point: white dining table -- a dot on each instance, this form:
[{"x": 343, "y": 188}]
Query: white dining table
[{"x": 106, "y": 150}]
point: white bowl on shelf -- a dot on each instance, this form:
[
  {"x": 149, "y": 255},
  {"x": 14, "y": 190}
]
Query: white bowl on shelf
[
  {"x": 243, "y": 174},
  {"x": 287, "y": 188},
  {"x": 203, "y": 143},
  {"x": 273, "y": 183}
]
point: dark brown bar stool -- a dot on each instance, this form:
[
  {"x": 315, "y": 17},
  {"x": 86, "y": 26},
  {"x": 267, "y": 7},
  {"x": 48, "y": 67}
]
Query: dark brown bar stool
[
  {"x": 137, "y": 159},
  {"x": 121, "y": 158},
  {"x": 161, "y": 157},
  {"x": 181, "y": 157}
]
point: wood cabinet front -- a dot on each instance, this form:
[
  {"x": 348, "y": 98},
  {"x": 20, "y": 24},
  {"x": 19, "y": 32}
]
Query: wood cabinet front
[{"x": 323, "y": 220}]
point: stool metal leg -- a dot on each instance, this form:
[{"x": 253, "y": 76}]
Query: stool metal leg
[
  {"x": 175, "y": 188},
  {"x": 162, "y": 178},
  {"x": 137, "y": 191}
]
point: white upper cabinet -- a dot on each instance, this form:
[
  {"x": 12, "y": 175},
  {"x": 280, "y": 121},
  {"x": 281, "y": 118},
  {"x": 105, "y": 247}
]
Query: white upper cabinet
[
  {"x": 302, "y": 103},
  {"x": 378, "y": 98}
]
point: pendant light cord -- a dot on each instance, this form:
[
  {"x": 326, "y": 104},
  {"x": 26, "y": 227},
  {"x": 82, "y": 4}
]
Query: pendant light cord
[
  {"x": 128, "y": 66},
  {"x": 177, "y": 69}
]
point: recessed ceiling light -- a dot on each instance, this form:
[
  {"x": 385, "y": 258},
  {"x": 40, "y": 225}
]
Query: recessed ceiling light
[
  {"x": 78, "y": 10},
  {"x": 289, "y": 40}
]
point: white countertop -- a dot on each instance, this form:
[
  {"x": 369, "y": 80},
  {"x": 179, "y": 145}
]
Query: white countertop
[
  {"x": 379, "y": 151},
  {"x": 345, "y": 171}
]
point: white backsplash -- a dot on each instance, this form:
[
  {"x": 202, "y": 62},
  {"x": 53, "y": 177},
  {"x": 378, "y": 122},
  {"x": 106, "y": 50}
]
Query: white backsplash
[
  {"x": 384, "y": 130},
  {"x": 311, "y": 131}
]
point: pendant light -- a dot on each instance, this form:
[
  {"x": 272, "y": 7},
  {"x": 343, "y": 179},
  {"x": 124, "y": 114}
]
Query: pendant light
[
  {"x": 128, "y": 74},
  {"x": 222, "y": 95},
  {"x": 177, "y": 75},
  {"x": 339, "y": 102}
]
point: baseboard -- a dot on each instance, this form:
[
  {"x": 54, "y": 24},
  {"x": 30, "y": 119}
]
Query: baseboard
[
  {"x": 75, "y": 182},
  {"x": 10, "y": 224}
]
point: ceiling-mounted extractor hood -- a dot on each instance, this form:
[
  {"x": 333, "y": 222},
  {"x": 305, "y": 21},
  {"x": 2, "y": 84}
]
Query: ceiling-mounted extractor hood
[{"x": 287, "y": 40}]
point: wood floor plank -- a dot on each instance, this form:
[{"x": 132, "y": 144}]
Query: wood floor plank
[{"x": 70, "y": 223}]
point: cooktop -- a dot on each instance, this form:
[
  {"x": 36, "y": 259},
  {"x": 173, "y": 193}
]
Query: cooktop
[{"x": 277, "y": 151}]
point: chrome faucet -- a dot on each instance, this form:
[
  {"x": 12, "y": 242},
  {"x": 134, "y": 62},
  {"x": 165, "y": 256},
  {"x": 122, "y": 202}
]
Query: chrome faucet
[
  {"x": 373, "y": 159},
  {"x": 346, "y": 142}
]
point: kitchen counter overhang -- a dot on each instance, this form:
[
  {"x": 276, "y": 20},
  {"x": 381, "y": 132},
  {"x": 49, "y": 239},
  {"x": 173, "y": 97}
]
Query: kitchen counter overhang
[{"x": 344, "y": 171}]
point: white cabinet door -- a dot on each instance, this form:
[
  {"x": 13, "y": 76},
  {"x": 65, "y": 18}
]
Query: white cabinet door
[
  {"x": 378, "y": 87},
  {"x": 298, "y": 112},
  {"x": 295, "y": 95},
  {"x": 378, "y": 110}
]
• • • • • • •
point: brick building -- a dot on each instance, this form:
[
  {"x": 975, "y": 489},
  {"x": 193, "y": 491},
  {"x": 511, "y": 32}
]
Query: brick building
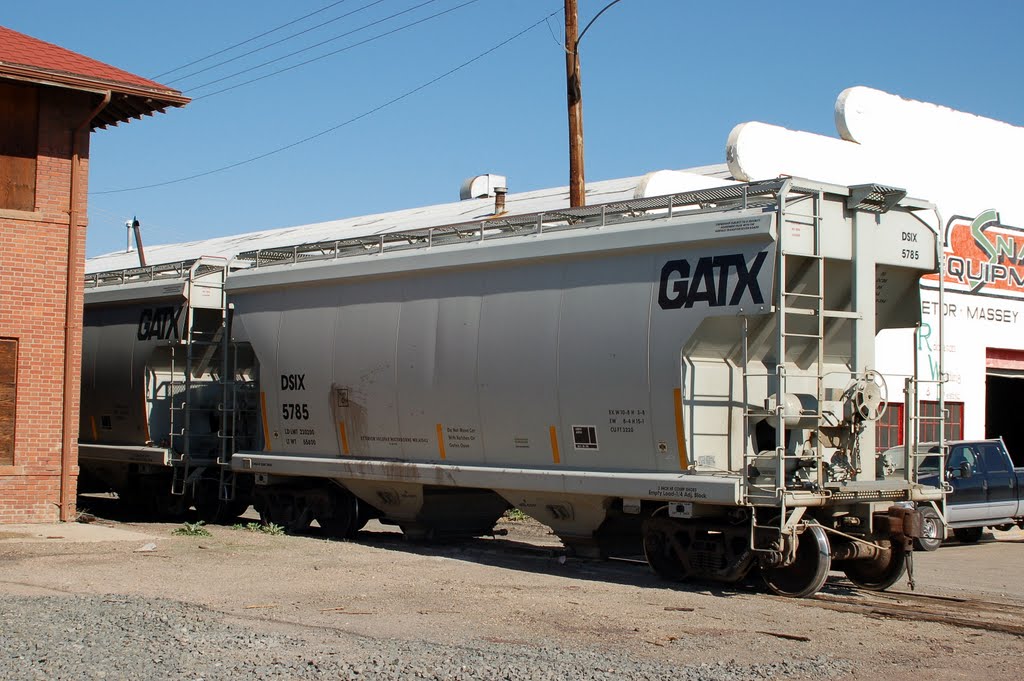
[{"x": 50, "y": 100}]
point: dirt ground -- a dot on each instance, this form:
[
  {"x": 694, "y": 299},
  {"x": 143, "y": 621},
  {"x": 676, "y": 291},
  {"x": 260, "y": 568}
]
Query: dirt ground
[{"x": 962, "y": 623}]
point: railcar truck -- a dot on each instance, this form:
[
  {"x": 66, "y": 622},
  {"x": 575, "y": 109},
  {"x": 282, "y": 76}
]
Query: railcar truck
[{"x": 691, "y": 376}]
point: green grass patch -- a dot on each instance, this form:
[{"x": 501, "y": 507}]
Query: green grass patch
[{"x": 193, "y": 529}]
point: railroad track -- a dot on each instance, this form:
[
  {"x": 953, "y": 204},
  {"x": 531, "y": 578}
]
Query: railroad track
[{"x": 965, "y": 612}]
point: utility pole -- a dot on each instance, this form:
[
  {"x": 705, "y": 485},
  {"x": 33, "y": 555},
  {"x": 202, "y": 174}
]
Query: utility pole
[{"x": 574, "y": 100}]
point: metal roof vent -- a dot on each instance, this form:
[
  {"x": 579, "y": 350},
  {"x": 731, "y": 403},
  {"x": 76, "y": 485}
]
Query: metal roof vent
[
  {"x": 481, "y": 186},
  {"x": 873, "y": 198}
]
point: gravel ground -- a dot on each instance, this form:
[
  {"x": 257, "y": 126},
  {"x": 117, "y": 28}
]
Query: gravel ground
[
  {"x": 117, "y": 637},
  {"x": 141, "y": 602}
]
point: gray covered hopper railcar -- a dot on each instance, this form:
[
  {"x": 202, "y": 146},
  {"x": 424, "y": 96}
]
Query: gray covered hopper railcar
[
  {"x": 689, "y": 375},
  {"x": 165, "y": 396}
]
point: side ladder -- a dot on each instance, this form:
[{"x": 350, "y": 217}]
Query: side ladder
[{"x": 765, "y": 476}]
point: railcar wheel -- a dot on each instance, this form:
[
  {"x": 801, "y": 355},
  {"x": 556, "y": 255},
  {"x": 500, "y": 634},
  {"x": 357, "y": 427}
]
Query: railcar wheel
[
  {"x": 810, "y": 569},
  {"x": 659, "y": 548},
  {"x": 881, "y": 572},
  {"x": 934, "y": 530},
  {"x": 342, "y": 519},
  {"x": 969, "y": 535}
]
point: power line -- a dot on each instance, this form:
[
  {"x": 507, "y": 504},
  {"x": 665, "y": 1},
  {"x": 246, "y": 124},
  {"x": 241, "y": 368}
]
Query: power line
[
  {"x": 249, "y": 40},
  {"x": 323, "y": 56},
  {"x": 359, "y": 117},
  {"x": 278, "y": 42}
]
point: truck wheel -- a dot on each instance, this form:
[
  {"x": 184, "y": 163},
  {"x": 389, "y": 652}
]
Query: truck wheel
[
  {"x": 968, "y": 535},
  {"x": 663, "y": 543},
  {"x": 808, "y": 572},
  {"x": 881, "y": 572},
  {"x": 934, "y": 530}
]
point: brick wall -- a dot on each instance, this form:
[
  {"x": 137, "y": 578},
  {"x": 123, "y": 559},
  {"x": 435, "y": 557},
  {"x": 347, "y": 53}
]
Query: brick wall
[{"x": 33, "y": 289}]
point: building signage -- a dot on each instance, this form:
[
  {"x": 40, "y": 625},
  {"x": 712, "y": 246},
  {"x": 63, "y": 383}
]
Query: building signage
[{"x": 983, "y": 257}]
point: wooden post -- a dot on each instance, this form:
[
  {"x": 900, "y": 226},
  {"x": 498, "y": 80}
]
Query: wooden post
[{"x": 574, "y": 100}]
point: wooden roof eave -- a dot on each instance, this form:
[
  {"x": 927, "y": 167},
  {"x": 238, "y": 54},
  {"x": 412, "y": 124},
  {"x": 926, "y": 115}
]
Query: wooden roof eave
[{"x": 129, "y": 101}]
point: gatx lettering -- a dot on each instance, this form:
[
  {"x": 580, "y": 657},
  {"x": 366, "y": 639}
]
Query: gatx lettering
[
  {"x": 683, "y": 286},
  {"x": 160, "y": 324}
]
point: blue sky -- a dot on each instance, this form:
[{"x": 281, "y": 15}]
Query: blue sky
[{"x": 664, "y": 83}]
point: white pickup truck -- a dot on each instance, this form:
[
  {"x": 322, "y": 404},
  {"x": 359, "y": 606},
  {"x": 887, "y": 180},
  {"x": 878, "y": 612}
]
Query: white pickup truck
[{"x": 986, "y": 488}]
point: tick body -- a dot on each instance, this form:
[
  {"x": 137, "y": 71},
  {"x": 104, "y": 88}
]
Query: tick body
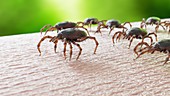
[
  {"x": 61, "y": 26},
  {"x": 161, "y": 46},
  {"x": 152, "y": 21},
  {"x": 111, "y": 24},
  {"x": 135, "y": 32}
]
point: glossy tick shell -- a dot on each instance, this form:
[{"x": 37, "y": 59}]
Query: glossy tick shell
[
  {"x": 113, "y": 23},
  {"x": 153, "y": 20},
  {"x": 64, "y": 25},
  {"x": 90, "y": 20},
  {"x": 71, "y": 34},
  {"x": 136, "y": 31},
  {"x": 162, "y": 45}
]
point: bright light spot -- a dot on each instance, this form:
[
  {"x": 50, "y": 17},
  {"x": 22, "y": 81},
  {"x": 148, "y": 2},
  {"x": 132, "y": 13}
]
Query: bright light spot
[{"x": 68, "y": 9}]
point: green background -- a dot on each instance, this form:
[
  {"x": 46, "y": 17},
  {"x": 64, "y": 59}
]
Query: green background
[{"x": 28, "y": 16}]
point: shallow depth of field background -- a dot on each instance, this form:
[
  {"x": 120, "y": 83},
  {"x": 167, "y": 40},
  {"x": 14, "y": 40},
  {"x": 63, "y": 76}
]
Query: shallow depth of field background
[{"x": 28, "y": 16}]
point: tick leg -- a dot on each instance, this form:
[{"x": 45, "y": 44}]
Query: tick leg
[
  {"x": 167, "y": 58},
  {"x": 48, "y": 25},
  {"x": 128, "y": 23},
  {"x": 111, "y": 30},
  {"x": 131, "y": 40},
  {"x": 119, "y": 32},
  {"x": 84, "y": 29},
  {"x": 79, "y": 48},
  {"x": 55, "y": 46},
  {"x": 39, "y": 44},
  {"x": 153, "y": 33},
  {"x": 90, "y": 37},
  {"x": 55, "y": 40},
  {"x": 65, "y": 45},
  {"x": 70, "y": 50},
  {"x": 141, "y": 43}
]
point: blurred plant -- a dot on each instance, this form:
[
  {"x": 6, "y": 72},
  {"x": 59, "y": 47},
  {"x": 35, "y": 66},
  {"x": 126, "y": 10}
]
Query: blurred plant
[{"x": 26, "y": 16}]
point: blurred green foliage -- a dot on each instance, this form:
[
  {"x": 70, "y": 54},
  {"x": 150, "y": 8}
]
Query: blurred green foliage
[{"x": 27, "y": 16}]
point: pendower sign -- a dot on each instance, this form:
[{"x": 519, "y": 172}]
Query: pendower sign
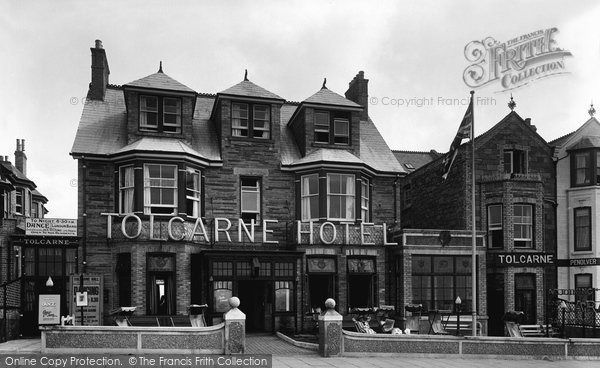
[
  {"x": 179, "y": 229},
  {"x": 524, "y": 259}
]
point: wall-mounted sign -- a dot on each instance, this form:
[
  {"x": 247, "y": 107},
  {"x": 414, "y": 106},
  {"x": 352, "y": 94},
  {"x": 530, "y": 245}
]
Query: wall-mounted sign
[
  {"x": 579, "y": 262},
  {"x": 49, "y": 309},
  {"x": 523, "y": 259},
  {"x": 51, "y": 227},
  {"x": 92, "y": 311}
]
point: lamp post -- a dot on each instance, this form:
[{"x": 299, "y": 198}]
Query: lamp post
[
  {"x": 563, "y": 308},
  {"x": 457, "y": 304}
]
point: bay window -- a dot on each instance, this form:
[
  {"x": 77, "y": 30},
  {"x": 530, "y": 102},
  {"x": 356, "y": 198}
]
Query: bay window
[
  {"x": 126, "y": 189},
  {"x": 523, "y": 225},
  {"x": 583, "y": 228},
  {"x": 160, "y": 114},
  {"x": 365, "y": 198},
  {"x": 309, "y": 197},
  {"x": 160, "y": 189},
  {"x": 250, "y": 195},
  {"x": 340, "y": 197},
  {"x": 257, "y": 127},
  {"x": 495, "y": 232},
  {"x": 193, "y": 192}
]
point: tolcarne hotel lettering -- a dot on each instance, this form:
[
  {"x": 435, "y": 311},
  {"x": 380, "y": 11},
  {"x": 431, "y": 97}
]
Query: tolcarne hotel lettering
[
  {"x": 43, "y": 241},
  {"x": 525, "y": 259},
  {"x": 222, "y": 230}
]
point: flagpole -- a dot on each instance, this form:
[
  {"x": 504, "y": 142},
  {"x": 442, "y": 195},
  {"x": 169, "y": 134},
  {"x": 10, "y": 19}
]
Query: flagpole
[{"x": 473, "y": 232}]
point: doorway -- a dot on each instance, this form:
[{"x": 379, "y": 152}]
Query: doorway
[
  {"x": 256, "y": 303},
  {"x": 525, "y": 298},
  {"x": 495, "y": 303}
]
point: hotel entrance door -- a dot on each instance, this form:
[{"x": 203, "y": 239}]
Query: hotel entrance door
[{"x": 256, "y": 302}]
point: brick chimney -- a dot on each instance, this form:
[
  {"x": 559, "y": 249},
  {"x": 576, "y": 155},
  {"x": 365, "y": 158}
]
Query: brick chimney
• • • • • • •
What you should do:
Identify and copy each line of the records that contains the string "plant".

Solved exercise:
point: blurred plant -- a dot on each instance, this form:
Query: blurred plant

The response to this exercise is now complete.